(Stored items)
_ _ _ _ _

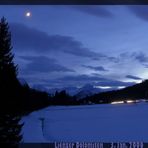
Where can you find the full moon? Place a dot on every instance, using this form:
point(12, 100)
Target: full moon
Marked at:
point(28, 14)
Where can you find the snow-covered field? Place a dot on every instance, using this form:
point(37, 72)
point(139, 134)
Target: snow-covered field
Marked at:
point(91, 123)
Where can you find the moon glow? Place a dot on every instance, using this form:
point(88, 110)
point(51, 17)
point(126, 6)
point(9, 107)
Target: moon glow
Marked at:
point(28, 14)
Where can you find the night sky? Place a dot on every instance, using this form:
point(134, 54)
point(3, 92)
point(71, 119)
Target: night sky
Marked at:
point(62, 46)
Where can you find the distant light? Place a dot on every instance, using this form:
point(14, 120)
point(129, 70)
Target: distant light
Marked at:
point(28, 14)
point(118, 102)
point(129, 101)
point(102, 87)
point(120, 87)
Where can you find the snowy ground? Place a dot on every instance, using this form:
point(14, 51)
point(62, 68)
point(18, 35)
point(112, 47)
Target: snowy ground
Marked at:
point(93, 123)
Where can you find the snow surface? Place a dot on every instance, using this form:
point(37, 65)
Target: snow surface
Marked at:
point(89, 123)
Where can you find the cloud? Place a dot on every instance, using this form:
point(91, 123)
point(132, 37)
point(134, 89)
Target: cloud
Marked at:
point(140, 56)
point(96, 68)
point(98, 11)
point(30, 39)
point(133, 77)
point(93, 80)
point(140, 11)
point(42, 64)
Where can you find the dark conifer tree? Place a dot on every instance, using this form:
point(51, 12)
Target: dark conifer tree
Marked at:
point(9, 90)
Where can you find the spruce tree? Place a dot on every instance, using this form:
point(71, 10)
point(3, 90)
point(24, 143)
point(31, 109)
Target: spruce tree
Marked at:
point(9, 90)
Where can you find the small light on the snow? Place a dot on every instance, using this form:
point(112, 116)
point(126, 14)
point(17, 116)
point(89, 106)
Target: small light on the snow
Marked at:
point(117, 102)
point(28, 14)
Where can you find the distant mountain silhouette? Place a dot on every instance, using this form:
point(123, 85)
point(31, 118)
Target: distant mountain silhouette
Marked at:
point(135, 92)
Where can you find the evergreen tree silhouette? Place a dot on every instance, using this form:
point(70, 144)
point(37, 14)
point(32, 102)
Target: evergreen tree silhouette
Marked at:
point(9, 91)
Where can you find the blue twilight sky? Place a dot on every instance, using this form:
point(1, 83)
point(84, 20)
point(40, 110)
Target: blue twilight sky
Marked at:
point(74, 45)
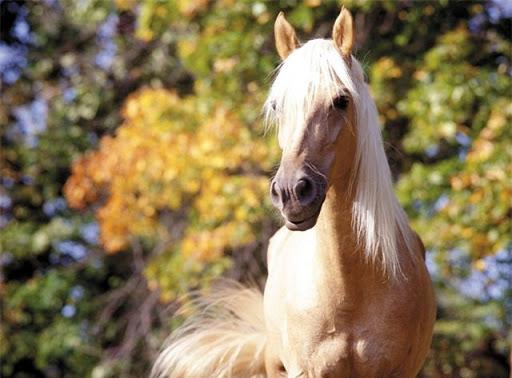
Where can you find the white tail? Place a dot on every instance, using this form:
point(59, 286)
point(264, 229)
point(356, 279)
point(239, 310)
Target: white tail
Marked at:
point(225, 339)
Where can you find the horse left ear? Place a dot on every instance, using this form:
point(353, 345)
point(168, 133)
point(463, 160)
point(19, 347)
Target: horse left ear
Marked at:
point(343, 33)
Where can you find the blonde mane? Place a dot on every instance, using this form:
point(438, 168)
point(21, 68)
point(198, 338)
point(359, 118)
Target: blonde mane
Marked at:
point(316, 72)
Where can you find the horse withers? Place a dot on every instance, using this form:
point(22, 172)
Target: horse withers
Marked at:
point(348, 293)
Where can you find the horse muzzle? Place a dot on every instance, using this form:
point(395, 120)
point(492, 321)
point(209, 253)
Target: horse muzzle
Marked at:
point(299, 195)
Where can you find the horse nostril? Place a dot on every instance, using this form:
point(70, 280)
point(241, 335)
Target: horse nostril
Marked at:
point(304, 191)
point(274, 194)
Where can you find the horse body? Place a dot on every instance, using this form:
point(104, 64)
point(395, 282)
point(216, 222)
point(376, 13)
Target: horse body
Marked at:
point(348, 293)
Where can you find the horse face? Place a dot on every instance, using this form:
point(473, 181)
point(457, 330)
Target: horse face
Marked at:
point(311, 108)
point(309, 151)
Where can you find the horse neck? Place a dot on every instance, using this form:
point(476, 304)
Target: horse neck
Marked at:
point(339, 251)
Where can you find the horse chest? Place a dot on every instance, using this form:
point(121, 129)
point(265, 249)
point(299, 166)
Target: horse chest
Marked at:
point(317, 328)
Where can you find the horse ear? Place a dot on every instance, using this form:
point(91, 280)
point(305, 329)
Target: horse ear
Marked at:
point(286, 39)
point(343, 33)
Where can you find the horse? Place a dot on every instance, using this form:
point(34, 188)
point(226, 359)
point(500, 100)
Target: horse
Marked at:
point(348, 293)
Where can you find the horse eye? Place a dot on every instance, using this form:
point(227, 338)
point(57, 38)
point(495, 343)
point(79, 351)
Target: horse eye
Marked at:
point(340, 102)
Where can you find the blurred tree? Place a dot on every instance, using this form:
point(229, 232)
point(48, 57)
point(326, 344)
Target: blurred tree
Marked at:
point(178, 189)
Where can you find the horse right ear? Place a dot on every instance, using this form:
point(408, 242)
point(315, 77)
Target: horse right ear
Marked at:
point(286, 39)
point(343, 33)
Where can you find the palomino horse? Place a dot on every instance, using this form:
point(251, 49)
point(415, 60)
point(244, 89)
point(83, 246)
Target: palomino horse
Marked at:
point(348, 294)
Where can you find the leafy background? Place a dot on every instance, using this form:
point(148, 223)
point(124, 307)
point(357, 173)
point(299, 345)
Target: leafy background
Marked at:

_ _ _ _ _

Pictures stay out; the data above is to be returned exactly.

Where can you find the full moon? Place a dot on every instance, using this form:
point(12, 100)
Target: full moon
Marked at:
point(28, 14)
Where can you find the snow-covered field? Place a dot on every instance, using this form:
point(37, 72)
point(139, 134)
Target: snow-covered field
Marked at:
point(91, 123)
Where can you find the moon glow? Place a dot on every instance, using this form:
point(88, 110)
point(51, 17)
point(126, 6)
point(9, 107)
Target: moon glow
Marked at:
point(28, 14)
Where can you find the night sky? Place a dot on every instance, using this form:
point(134, 54)
point(3, 92)
point(71, 119)
Target: night sky
Marked at:
point(62, 46)
Where can you find the distant light? Place a dot on every instance, using this form:
point(14, 120)
point(129, 70)
Target: distant light
Marked at:
point(28, 14)
point(118, 102)
point(129, 101)
point(102, 87)
point(120, 87)
Where can you find the snowy ground? Place a dot on every instance, using this form:
point(14, 51)
point(62, 68)
point(18, 35)
point(112, 47)
Target: snowy ground
Marked at:
point(93, 123)
Where can you find the snow surface? Place a dot on every instance, using this form:
point(37, 65)
Target: snow surface
Marked at:
point(89, 123)
Where can you find the cloud? Place a dot on every instance, using this form:
point(91, 123)
point(132, 37)
point(134, 89)
Target: cloud
Marked at:
point(140, 56)
point(96, 68)
point(98, 11)
point(30, 39)
point(133, 77)
point(93, 80)
point(140, 11)
point(42, 64)
Where can you find the dark conifer tree? Place a dot on every instance, using this form:
point(51, 12)
Target: dark conifer tree
Marked at:
point(9, 90)
Where can you find the spruce tree? Place a dot on every instance, using this form:
point(71, 10)
point(3, 90)
point(24, 143)
point(31, 109)
Target: spruce tree
Marked at:
point(9, 90)
Where can you find the small light on the snow? Place a dot on every instance, using this form:
point(112, 116)
point(126, 14)
point(17, 116)
point(89, 106)
Target: small light on the snow
Marked at:
point(117, 102)
point(28, 14)
Where can you find the distant mountain silhouette? Place a dot on every instance, using this form:
point(123, 85)
point(31, 118)
Target: distant mountain silhouette
Marked at:
point(135, 92)
Where can you find the evergreen tree silhouette? Place a dot on every instance, using this form:
point(70, 144)
point(37, 14)
point(32, 102)
Target: evergreen tree silhouette
Marked at:
point(9, 91)
Where can you find the blue twilight sky? Place a dot on every instance, using this form:
point(1, 83)
point(84, 20)
point(40, 110)
Target: blue twilight sky
Marked at:
point(74, 45)
Where can you find the white tail? Place a dot on every instance, using this form:
point(59, 286)
point(264, 229)
point(356, 279)
point(239, 310)
Target: white tail
Marked at:
point(225, 339)
Where can you find the horse left ear? Place a dot on every instance, using this form:
point(353, 345)
point(168, 133)
point(463, 160)
point(19, 347)
Target: horse left ear
Marked at:
point(343, 33)
Where can you find the blonde mane? Place a dot on every instance, using this form:
point(438, 168)
point(21, 68)
point(198, 338)
point(359, 118)
Target: blonde mane
Marked at:
point(316, 72)
Where can you find the horse withers? Place a dot on every instance, using this form:
point(22, 172)
Target: horse withers
Marked at:
point(348, 293)
Where can you find the horse muzzle? Place a dot on every instance, using this form:
point(395, 120)
point(492, 321)
point(209, 253)
Target: horse muzzle
Marked at:
point(299, 195)
Where can you find the horse nostril? Place a dot on every instance, using this form:
point(70, 280)
point(241, 335)
Target: horse nostril
Marked at:
point(304, 191)
point(274, 194)
Where can you find the horse body? Place a dot on every instance, using this form:
point(104, 64)
point(395, 282)
point(216, 222)
point(376, 13)
Target: horse body
Marked at:
point(348, 293)
Where can you find the horse face? Place a dot on every instance, using this form:
point(473, 181)
point(457, 330)
Target: horse face
Marked at:
point(311, 108)
point(309, 151)
Where can you find the horse neck? Place a dot on every instance, using this form:
point(476, 304)
Target: horse neck
Marked at:
point(339, 251)
Where can you find the horse chest? Place a dot on every instance, using this form:
point(121, 129)
point(265, 249)
point(299, 166)
Target: horse chest
Marked at:
point(317, 328)
Where can you find the horse ear? Place a dot on every instance, using this form:
point(91, 280)
point(305, 329)
Target: horse ear
Marked at:
point(286, 39)
point(343, 33)
Where can you find the horse? Place a dot on every instance, using this form:
point(34, 188)
point(226, 359)
point(500, 100)
Target: horse
Marked at:
point(348, 293)
Where can you find the horse eye? Place a dot on every instance, using this form:
point(227, 338)
point(57, 38)
point(495, 343)
point(79, 351)
Target: horse eye
Marked at:
point(340, 102)
Where can you find the blurred tree? Place a dot on every instance, using this form:
point(229, 232)
point(48, 57)
point(326, 344)
Target: blurred tree
Marked at:
point(178, 189)
Where can you find the horse right ear? Place a dot on every instance, using this form:
point(408, 242)
point(315, 77)
Target: horse right ear
Marked at:
point(286, 39)
point(343, 33)
Where can you find the palomino horse? Place a dot on every instance, using this form:
point(251, 49)
point(415, 60)
point(244, 89)
point(83, 246)
Target: palomino horse
Marked at:
point(348, 294)
Where can you find the leafy background? Place a dot on every instance, using this form:
point(148, 223)
point(124, 307)
point(357, 173)
point(299, 345)
Target: leafy background
Marked at:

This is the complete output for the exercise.